• Reading text
ASO is pleased to endorse and support the new joint consensus statement and pledge by international scientific organisations regarding weight bias and the stigma of obesity.
People with obesity face not only increased risk of serious medical complications but also a pervasive, resilient form of social stigma. Perceived – without evidence – as lazy, gluttonous, lacking will power and selfdiscipline, individuals suffering from obesity are often discriminated against in the workplace, education, and even by healthcare professionals.
Research has shown that obesity stigma can cause significant harm to afflicted individuals including both physical and psychological consequences. People who experience it are also less likely to seek and receive adequate care. The damaging consequences of obesity stigma, however, extend beyond harm to individual victims. The prevailing view that obesity is a choice and that it can be reversed by voluntary decisions to eat less and exercise more can mislead public health policies, undermine access to evidence-based treatments, and compromise advances in research. In fact, diseases such as obesity and type 2 diabetes receive far less research funding than do other diseases, relative to their prevalence and the costs they impose upon society.
Raising awareness of the negative consequences of stigma is important, but not sufficient to eradicate it. Putting aside longstanding preconceptions, changing widespread, deep-rooted beliefs and prevailing mind sets will require a new public narrative of obesity that is coherent with modern scientific knowledge.

• Work task 1
According to the text on obesity stigma:
(a) In which settings are people with obesity often discriminated against?
(b) What are people who experience obesity stigma less likely to do?
(c) What will changing widespread, deep-rooted beliefs require?
• Work task 2
Write out the part of the text on obesity stigma that opens with the words containing "ASO is pleased" and closes with "stigma of obesity.", swapping "pleased" for "delighted".
Rely on nothing but the text on obesity stigma.

(Data items)

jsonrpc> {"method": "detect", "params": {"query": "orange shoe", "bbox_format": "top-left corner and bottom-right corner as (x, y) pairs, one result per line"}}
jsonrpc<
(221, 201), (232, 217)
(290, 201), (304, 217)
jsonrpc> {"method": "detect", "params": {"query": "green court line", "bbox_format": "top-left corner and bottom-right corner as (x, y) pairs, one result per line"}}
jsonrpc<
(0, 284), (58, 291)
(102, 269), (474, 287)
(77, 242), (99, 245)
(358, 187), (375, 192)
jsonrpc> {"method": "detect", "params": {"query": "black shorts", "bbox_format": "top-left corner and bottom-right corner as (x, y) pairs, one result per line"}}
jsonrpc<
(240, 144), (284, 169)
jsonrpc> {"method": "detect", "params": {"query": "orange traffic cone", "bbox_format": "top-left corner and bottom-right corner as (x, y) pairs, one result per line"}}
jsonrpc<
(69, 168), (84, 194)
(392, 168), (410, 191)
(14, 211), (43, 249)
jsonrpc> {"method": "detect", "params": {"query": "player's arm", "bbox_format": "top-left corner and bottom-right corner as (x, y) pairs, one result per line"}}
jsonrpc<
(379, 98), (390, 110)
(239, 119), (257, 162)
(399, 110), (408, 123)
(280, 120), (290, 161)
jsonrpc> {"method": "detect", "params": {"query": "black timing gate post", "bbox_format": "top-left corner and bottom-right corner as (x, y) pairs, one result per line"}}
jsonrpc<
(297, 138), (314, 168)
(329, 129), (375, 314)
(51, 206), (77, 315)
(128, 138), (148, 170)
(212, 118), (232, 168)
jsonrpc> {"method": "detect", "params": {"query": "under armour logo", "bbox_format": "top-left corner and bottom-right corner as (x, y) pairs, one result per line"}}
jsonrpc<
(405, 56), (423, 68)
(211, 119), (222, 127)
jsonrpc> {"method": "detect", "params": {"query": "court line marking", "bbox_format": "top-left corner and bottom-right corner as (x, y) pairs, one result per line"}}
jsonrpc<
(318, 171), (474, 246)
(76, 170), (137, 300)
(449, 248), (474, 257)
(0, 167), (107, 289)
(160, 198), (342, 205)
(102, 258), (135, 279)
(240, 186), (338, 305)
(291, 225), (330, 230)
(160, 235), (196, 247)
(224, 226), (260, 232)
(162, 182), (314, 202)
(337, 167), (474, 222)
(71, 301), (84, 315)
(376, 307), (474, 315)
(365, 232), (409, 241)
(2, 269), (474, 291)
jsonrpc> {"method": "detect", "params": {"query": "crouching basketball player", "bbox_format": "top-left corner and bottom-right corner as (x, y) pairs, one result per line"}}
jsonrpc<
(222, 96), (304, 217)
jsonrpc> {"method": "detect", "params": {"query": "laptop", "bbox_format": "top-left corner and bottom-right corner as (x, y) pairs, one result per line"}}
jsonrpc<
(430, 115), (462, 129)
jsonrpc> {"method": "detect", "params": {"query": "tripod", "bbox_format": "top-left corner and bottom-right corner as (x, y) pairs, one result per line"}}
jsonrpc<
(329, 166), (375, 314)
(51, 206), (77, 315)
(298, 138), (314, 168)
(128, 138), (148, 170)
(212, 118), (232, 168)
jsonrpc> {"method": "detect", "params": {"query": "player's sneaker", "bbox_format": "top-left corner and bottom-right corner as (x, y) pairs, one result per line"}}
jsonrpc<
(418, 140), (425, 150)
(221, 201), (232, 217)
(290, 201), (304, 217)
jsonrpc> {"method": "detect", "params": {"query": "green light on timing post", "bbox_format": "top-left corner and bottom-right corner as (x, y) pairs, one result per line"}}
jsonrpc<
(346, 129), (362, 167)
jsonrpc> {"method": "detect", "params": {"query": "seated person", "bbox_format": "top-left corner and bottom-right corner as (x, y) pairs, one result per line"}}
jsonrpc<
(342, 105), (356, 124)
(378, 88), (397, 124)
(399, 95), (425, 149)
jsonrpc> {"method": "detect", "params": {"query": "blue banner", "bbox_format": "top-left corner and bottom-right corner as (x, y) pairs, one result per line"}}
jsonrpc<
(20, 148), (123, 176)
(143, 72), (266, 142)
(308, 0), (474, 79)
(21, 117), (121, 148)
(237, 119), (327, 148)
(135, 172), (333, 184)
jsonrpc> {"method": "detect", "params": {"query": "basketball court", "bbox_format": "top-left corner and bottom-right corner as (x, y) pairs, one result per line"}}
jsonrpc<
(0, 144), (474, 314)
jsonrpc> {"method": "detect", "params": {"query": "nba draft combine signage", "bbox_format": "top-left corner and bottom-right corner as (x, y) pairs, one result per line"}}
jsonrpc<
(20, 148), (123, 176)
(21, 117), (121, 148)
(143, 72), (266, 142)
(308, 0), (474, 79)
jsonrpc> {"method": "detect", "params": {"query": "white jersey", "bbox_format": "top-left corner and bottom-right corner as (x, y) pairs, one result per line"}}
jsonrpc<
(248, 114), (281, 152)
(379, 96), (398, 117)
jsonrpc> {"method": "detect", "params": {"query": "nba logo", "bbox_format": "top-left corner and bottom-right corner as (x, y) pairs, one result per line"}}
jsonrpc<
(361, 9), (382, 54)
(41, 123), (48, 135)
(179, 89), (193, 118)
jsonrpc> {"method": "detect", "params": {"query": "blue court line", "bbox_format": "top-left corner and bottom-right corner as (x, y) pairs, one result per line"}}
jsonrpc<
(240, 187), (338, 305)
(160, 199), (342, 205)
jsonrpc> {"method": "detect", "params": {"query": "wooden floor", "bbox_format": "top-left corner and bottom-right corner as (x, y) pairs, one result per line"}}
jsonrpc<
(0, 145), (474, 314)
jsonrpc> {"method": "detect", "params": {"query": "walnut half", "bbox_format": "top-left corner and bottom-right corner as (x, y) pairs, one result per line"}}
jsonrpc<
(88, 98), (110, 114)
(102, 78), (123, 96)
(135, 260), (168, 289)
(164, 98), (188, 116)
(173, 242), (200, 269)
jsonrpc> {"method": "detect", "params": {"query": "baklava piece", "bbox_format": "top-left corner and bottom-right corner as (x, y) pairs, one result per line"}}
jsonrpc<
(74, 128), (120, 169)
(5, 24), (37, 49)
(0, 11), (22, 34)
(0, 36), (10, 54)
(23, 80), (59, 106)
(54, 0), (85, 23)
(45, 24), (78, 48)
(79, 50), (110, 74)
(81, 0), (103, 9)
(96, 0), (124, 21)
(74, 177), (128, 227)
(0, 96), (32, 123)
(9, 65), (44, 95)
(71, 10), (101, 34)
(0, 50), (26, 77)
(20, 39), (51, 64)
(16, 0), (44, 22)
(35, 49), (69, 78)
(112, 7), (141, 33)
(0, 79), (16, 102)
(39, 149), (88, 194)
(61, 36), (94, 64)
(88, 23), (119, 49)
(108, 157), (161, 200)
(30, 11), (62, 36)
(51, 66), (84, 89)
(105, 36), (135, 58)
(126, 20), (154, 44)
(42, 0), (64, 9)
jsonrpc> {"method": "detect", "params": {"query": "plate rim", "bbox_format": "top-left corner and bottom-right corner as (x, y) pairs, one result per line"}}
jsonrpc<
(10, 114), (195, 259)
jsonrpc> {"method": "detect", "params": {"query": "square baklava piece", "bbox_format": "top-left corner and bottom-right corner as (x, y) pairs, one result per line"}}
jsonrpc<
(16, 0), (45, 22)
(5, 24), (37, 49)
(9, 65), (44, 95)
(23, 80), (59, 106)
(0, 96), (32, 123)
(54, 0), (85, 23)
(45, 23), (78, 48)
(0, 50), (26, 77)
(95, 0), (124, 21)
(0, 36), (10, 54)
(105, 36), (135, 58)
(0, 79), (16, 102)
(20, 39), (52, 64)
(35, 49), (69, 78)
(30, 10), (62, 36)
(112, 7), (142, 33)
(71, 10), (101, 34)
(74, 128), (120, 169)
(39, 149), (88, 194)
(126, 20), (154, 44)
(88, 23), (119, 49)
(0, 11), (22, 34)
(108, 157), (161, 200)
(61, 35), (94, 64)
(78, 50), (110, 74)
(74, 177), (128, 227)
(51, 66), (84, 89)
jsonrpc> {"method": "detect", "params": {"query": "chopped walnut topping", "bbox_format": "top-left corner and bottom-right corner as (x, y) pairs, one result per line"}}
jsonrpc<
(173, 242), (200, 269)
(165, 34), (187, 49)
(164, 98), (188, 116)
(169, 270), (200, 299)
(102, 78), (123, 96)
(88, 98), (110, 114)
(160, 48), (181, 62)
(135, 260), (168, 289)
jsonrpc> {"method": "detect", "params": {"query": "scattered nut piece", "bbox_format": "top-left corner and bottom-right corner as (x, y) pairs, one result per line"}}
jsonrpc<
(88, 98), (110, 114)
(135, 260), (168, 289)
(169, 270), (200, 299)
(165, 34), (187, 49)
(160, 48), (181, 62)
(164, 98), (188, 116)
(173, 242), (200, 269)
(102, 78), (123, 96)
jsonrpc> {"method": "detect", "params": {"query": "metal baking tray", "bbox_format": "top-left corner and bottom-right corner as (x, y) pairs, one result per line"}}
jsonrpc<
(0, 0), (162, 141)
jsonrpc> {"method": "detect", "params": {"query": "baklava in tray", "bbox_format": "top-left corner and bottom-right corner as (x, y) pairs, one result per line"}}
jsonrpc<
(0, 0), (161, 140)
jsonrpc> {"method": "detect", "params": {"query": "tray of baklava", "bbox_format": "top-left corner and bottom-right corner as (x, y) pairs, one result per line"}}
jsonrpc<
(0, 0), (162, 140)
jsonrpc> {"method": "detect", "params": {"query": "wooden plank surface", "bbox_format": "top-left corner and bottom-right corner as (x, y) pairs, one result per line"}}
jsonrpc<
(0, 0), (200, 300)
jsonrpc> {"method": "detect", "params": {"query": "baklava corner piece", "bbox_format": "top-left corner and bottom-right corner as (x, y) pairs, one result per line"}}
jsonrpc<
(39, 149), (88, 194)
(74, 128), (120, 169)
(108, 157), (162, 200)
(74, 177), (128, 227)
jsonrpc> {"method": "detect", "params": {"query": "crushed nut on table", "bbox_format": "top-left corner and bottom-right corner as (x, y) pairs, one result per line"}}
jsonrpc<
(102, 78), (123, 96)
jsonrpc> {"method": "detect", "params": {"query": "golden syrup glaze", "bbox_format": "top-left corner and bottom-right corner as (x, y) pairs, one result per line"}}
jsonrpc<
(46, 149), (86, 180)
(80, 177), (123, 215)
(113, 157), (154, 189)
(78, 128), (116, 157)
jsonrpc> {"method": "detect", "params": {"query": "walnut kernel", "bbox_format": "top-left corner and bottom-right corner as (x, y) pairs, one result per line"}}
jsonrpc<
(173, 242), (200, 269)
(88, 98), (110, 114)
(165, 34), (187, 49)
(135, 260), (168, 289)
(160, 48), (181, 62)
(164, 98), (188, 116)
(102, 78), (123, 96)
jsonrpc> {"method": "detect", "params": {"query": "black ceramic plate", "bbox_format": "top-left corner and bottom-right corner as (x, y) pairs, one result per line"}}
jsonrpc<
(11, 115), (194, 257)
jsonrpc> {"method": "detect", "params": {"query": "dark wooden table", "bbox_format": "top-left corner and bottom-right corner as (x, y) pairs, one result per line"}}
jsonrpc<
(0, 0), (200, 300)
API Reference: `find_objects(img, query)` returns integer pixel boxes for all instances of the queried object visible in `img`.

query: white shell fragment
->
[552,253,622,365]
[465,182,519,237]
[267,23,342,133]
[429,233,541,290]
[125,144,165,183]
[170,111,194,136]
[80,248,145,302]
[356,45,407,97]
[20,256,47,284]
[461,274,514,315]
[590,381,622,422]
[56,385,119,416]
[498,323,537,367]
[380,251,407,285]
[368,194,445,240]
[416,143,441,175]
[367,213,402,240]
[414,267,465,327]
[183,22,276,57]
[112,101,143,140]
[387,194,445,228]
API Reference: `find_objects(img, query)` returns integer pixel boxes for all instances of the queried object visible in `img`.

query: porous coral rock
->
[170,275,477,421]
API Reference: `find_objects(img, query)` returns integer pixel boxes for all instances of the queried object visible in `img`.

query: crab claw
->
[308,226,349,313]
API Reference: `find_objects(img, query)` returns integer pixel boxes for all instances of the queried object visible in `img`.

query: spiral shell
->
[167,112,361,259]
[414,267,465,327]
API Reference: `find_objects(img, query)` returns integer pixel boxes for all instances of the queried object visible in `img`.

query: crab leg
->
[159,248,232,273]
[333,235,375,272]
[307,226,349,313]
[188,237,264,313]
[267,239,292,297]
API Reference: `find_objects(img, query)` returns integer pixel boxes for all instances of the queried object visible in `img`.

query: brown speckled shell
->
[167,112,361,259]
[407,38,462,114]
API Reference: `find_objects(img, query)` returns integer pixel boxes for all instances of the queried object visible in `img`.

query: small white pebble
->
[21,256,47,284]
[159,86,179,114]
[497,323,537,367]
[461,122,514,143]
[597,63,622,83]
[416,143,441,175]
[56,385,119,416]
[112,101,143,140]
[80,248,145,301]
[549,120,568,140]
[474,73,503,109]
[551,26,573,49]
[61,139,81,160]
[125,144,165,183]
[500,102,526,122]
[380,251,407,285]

• Task solution 1
(a) In the workplace, in education, and even by healthcare professionals.
(b) Seek and receive adequate care.
(c) A new public narrative of obesity that is coherent with modern scientific knowledge.

• Task solution 2
ASO is delighted to endorse and support the new joint consensus statement and pledge by international scientific organisations regarding weight bias and the stigma of obesity.